*** Block opens ***
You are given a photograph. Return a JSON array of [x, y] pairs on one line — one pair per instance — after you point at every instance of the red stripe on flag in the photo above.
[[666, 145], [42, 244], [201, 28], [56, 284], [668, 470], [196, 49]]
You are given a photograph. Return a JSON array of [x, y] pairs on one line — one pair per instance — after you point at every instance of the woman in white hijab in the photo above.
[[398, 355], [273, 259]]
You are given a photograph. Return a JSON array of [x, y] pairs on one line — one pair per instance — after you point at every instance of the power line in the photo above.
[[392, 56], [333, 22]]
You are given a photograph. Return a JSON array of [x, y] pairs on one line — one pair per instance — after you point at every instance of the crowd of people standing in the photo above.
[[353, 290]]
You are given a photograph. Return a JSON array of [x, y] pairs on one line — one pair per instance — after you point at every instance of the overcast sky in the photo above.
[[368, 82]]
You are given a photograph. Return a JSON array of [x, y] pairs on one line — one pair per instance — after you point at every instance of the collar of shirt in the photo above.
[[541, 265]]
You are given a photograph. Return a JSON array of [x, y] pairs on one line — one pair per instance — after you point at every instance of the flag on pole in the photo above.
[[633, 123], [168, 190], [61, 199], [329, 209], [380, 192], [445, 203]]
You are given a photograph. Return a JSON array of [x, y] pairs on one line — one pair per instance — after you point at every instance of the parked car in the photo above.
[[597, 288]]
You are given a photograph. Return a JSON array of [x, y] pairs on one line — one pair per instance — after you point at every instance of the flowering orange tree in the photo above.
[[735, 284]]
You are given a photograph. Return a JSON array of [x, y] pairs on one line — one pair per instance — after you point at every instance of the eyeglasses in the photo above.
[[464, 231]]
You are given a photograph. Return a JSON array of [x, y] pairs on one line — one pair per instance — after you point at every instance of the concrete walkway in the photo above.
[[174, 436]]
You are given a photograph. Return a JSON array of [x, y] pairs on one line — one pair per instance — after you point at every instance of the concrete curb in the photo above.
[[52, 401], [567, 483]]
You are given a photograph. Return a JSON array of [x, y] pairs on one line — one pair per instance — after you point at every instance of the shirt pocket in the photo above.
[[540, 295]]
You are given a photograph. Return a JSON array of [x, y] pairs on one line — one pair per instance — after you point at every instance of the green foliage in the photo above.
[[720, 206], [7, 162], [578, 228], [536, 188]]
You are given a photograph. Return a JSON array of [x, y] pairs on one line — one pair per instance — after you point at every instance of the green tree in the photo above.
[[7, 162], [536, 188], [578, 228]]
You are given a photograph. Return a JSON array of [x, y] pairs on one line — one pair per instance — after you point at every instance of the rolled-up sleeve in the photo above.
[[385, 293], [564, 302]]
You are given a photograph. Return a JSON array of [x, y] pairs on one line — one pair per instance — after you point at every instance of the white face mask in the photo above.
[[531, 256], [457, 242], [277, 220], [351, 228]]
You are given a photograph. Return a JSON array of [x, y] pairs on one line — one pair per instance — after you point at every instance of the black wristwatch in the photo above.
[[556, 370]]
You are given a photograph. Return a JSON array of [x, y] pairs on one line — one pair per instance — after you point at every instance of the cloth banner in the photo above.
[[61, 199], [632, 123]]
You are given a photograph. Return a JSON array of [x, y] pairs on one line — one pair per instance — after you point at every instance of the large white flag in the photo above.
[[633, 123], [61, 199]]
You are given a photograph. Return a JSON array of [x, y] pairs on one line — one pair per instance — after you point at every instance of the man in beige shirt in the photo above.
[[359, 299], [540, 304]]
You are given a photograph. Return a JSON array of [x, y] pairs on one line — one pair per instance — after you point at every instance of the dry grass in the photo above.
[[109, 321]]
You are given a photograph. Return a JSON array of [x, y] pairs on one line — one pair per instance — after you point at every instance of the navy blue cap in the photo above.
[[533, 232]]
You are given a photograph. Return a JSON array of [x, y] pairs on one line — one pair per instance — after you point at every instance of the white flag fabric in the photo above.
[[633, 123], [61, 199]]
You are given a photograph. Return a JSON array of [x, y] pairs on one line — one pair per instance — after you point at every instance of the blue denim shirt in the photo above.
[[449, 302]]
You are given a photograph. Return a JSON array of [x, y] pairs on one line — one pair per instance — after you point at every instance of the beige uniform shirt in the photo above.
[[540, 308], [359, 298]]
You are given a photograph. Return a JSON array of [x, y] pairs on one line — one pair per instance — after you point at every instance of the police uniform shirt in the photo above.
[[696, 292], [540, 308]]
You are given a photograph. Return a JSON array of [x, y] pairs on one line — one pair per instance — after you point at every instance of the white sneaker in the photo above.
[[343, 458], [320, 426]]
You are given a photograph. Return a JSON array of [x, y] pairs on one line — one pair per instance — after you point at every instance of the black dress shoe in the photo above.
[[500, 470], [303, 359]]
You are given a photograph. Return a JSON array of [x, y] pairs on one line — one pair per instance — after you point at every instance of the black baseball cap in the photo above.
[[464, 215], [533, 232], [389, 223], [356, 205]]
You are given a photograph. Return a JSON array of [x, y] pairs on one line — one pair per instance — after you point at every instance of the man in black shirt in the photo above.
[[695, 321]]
*** Block closes ***
◆ **Aim of the task**
Please print the listing exactly, keeping each line as it is.

◆ **Result below**
You are given a photograph. Return a JSON array of [x, y] pairs on one line — one pair per instance — after you point at every instance of the red stripe on flag in the photo above.
[[666, 145], [42, 244], [201, 28], [56, 284], [668, 470], [196, 49]]
You are given a photograph. Return a JSON array of [x, y] pairs on one line — one pair per instance — after you point at every instance of the woman in white hijab in the photo above.
[[398, 355], [273, 259]]
You are given a photograph. Return a JSON array of [x, y] pairs on one line — one pair per instance — after you point at every instance of the power line in the photo above.
[[392, 56], [333, 22]]
You are given a photograph. Return a JSON array of [x, y] pairs on one line — one pair per instance — after you point at every instance of the crowd of people standing in the photo above.
[[353, 290]]
You are given a photograph. Return a JSON array of [x, y] pairs on one line — one pair per instance — after you point at every instance of the overcast sky in the photo above.
[[368, 82]]
You are given a photograph. Return a JSON array of [x, y] pairs on one line — one pair per instance — after you point at every instance of the collar of shirt in the photo above.
[[541, 265]]
You are given a photograph. Return a JSON array of [x, y] pairs on one line — one pair per instance — after you point at every instance of the flag on pole in the photo above.
[[633, 123], [168, 190], [61, 199], [329, 209], [380, 192], [445, 203]]
You are given a photograph. Return a JSON array of [x, y] pairs on one line — one pair per instance — after you point at every instance of the parked car in the photo above.
[[597, 288]]
You are given a photograph. Return a JSON array of [x, y] pairs on one line — one pair per instance — after you point at every instance of the flowering orange tree in the photo above.
[[735, 284]]
You are given a photograph. Return a JSON array of [x, y] pairs on one line — one pair per instance — after you point at every instance of the eyeglasses in the photo above.
[[464, 231]]
You are given a photograph. Return a JSON array of [x, y] pairs on one line — one pair per instance — after you point at every instance of the concrete walkway in the photo above.
[[174, 436]]
You are given a photograph. Return a JSON array of [x, y] pairs on one line — one pair per instance — after you point at every instance of the concrete curb in the photo above.
[[52, 401], [567, 483]]
You are given a photograph. Return a JSON array of [x, y] pairs on one line — one pair per instance — after you point at every instance of the shirt pocket in the photo above.
[[540, 295]]
You are given a photograph. Return a JSON array of [x, y] pairs on one line — one pair per instance — after you point at every instance of the green foliage in the photo above.
[[720, 206], [7, 162], [578, 228], [536, 188]]
You are given a photograph. Return a JSON array of [x, y] pairs on one line — one pair per instance — after you point at every instance of the green tree in the photo above.
[[7, 162], [536, 188], [578, 228]]
You are given a photograph. Return a JSON array of [x, y] pairs on one line — one pair per instance — after you point at every instance of the rolled-up sleeve in the photo above.
[[385, 293], [564, 302]]
You are given a photograph. Return a JSON array of [x, y] pairs on one line — one pair per instance — after you point at every instance of the white face mask in the photo above.
[[531, 256], [457, 242], [277, 220], [351, 228]]
You are given a photograph. Return a JSON array of [x, y] pairs on one line — one pair per instance — after you point at every instance of the black wristwatch in the photo above.
[[556, 370]]
You are given a photograph. Return a JSON array of [x, y] pairs on one line — one pair per instance — after you point at every instance of the cloth banner in the photo above.
[[61, 199], [632, 123]]
You are given a photograph. Return a JSON array of [x, y] pairs on one line — one pair per instance — after you point at every instance of the large white flag in the photo above.
[[633, 123], [61, 199]]
You are given a photograph. Return a JSON array of [x, y] pairs on one line — one pair per instance — after you point at every instance of the man in beige shirt in the photo above.
[[359, 299], [540, 304]]
You are given a photograph. Return a JSON array of [x, y] pairs on one line — one pair per instance — after you point at every instance of the dry grass in the photo above.
[[109, 321]]
You are given a photograph. Return a JSON array of [x, y] pairs on one line — one pair per instance — after you point at every instance of the navy blue cap in the photo above.
[[533, 232]]
You are given a photograph. Return a JSON array of [x, y] pairs on one line — one pair per instance — after you point at every instance of the white flag fabric in the photo above.
[[633, 123], [61, 199]]
You are given a photograph. Return a JSON array of [x, y] pairs on one line — one pair per instance — after you point at every instance of the blue denim shirt in the photo above.
[[449, 302]]
You are given a photograph. Return a JSON array of [x, y] pairs on one line — one pair per instance — after you point at every instance of the beige uniform shirt in the photo above.
[[540, 308], [359, 298]]
You are given a photograph. Return a JSON array of [x, y] pairs on one line — one pair per instance — after you point at every instance of the police uniform shirt in the photo above.
[[696, 292], [540, 308]]
You are given a photograph. Return a JSON array of [x, y] pairs on one line — one pair per instance — after you point at every instance of the white sneaker in the photo above.
[[343, 458], [320, 426]]
You are given a photograph. Return a JSON array of [x, y] pairs on one line — one pair per instance — after you point at every instance of the black dress shoe in the photo above.
[[500, 470], [303, 359]]
You are given a photograph. Return a JSON array of [x, y] pairs on one line — one pair per instance — after you point at every instance of the black baseball cap in the photo above.
[[464, 215], [533, 232], [389, 223], [356, 205]]
You are given a photograph. Return a JSON array of [x, y] pairs on one line — one pair per instance — after you point at every instance of the man in black shirt in the photo above.
[[695, 321]]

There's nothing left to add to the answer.